EXERCISE BRIEF
Print the records below exactly as they appear.

***** ENTRIES PROVIDED *****

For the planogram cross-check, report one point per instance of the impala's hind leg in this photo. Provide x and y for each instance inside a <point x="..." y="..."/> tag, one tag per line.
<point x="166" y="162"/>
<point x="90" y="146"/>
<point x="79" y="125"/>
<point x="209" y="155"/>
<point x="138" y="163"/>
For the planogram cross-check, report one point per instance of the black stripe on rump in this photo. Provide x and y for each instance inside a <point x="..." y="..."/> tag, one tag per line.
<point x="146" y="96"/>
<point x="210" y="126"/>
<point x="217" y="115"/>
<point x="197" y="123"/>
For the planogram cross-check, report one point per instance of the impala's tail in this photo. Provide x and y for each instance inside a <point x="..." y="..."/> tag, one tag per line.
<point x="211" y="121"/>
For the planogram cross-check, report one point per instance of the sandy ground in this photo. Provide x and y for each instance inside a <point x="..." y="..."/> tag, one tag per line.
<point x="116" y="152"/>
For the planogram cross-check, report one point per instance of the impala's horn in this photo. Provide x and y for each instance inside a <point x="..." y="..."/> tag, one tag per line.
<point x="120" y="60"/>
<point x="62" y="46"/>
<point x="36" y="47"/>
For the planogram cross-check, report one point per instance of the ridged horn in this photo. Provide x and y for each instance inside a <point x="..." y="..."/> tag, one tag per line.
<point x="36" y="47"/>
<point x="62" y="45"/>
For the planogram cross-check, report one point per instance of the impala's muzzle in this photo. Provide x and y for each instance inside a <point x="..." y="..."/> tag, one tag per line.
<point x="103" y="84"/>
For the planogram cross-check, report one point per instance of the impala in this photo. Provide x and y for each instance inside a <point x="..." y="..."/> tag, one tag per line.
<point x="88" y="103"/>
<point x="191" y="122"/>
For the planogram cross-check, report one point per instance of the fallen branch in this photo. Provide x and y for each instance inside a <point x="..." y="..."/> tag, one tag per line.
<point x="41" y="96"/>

*****

ANSWER TO THIS EXERCISE
For the planogram cross-check, report one point per instance of the impala's hind leg in this photo. Provide x and y for each instance inside a <point x="..." y="..."/> tag, one tag per line.
<point x="166" y="162"/>
<point x="90" y="146"/>
<point x="79" y="125"/>
<point x="209" y="155"/>
<point x="138" y="163"/>
For the planogram cross-check, report one point per instance of the black stripe on rump in this photo. Provide x and y for each instance inside a <point x="..." y="..."/> tag, one tag per line.
<point x="146" y="96"/>
<point x="210" y="126"/>
<point x="217" y="115"/>
<point x="197" y="123"/>
For the planogram cross-check, report one point per instance of the impala's tail in this photo. Provide x and y for each instance inside a <point x="..." y="..."/> tag, one tag per line.
<point x="211" y="121"/>
For the planogram cross-check, report one point per instance of the sandy ground in this photo. Provide x and y for each instance inside a <point x="..." y="..."/> tag, one tag per line.
<point x="116" y="152"/>
For the planogram cross-check, report one point per instance of the impala's horn in this photo. Provide x and y for each instance inside a <point x="..." y="..."/> tag, one tag per line.
<point x="120" y="60"/>
<point x="62" y="46"/>
<point x="36" y="47"/>
For the planogram cross-check, report one point per instance of the ridged horn in this photo. Provide x and y for each instance inside a <point x="..." y="..."/> tag, one tag per line.
<point x="36" y="47"/>
<point x="62" y="45"/>
For the planogram cross-check, report one point per instance of the impala's muzzle in this photo. Provide x and y for each instance inside a <point x="..." y="..."/> tag, one tag per line.
<point x="103" y="84"/>
For the planogram cross-check, report one point per instance of the impala in this photo. Provide x and y for each instance inside a <point x="..." y="..."/> tag, one tag per line.
<point x="88" y="103"/>
<point x="191" y="122"/>
For the planogram cross-check, report one point per instance of the fallen branch in this photo. Provide x and y for each instance inside a <point x="..." y="..."/> tag, one tag per line.
<point x="41" y="96"/>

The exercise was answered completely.